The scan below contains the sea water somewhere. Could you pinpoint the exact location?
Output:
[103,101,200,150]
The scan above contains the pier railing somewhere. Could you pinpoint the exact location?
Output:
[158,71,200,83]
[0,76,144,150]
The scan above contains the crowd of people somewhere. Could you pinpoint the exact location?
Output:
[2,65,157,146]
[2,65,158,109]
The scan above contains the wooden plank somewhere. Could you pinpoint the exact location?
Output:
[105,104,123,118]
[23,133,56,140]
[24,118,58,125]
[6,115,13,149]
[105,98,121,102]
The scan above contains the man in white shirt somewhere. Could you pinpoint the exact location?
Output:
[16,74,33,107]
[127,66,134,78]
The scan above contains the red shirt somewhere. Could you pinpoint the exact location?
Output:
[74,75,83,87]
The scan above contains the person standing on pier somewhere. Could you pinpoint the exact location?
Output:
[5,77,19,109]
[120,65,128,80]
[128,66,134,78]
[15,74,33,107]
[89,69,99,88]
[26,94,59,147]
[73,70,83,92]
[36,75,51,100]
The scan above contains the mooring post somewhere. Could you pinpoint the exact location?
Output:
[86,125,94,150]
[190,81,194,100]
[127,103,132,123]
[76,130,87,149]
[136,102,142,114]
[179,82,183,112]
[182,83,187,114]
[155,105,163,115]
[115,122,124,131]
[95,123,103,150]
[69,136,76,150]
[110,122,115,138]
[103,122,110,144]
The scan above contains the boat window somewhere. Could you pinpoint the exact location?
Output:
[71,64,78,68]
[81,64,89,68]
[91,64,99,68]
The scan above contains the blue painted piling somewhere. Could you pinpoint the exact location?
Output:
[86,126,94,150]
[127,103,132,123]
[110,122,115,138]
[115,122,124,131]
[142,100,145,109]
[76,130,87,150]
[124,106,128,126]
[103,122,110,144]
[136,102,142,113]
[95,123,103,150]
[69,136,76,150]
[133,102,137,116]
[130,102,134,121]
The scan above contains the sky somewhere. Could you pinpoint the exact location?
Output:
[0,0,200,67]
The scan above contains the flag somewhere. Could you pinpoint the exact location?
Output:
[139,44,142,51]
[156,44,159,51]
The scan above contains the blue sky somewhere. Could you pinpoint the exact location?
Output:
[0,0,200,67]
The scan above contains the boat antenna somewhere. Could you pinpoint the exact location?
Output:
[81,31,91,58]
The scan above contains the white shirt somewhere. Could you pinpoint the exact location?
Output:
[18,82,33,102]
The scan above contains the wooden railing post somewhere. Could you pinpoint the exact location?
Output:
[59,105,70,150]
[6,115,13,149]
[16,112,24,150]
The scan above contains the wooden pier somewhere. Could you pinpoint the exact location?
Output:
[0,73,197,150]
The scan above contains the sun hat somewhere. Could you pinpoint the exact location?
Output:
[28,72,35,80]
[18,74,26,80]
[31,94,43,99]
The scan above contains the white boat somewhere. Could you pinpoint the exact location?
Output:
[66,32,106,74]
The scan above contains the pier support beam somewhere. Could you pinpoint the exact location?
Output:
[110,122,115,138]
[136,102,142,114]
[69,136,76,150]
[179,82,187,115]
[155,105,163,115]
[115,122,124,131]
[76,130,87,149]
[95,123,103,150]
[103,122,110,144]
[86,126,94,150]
---
**What is needed**: Revise every one of the records above so that "Could you pinpoint the exact location?" reads "Where exactly is it?" each time it occurs, and keep every other line and character as it is.

**Exercise response**:
The scan below contains the sea water somewhere. Where exactly is it?
Output:
[103,101,200,150]
The scan above contains the pier railing somewhere. Where exactly is it?
Output:
[158,71,200,83]
[0,76,144,150]
The scan above contains the crowd of people somewhere. Where exactly is it?
Output:
[2,65,157,146]
[2,65,158,109]
The scan above contains the wooden plank somewhere. Where exactly is it?
Output:
[105,104,123,118]
[23,133,56,140]
[24,118,58,125]
[6,115,13,149]
[105,98,121,102]
The scan above contains the man in white shirt somewhere. Where exactly is it?
Output:
[16,74,33,107]
[127,66,134,78]
The scan above contains the red shirt somewhere. Where exactly is it?
Output:
[74,75,83,87]
The scan above contains the person standing on pier somewhere. Where exactly is it?
Output:
[5,77,19,109]
[120,65,128,80]
[128,66,134,78]
[15,74,33,107]
[89,69,99,88]
[26,94,59,147]
[73,70,83,92]
[36,75,51,100]
The scan above contains the mooring post somewhere. Where exactly is it?
Output:
[86,125,94,150]
[190,81,194,100]
[127,103,132,123]
[76,130,87,149]
[136,102,142,114]
[179,82,183,112]
[182,83,187,114]
[155,105,163,115]
[115,122,124,131]
[95,123,103,150]
[69,136,76,150]
[110,122,115,138]
[103,122,110,144]
The scan above contains the boat window somewhere. Where exactly is it?
Output:
[71,64,78,68]
[81,64,89,68]
[91,64,99,68]
The scan above contains the blue painted piling somewhere. Where exactly is it?
Output:
[86,126,94,150]
[127,103,132,123]
[110,122,115,138]
[115,122,124,131]
[142,100,145,109]
[76,130,87,150]
[124,106,128,126]
[103,122,110,144]
[136,102,142,113]
[95,123,103,150]
[69,136,76,150]
[133,102,137,116]
[130,102,134,121]
The scan above contains the sky somewhere. Where exactly is it?
Output:
[0,0,200,67]
The scan above contains the flag somewhere. Where exactly is it?
Output:
[139,44,142,51]
[156,44,159,51]
The scan above contains the blue sky somewhere. Where exactly is it?
Output:
[0,0,200,67]
The scan above contains the boat antenna somewhere. Where exactly is it?
Output:
[81,31,91,58]
The scan above contains the white shirt somewhere. Where exactly is it?
Output:
[18,82,33,102]
The scan above contains the wooden railing post somewhere. Where exactly is it?
Output:
[59,105,70,150]
[6,115,13,149]
[16,112,24,150]
The scan above contains the wooden pier somewhere. Where exactly is it?
Output:
[0,73,197,150]
The scan above contains the sun hat somewhere. Where exactly is it?
Output:
[28,72,35,80]
[18,74,26,80]
[31,94,43,99]
The scan above contains the white boat somewhere. Where exactly is it?
Output:
[66,32,106,74]
The scan above contains the pier support beam somewhere. Where exactly is it?
Output:
[110,122,115,138]
[136,102,142,114]
[69,136,76,150]
[179,82,187,115]
[155,105,163,115]
[115,122,124,131]
[76,130,87,149]
[95,123,103,150]
[103,122,110,144]
[86,126,94,150]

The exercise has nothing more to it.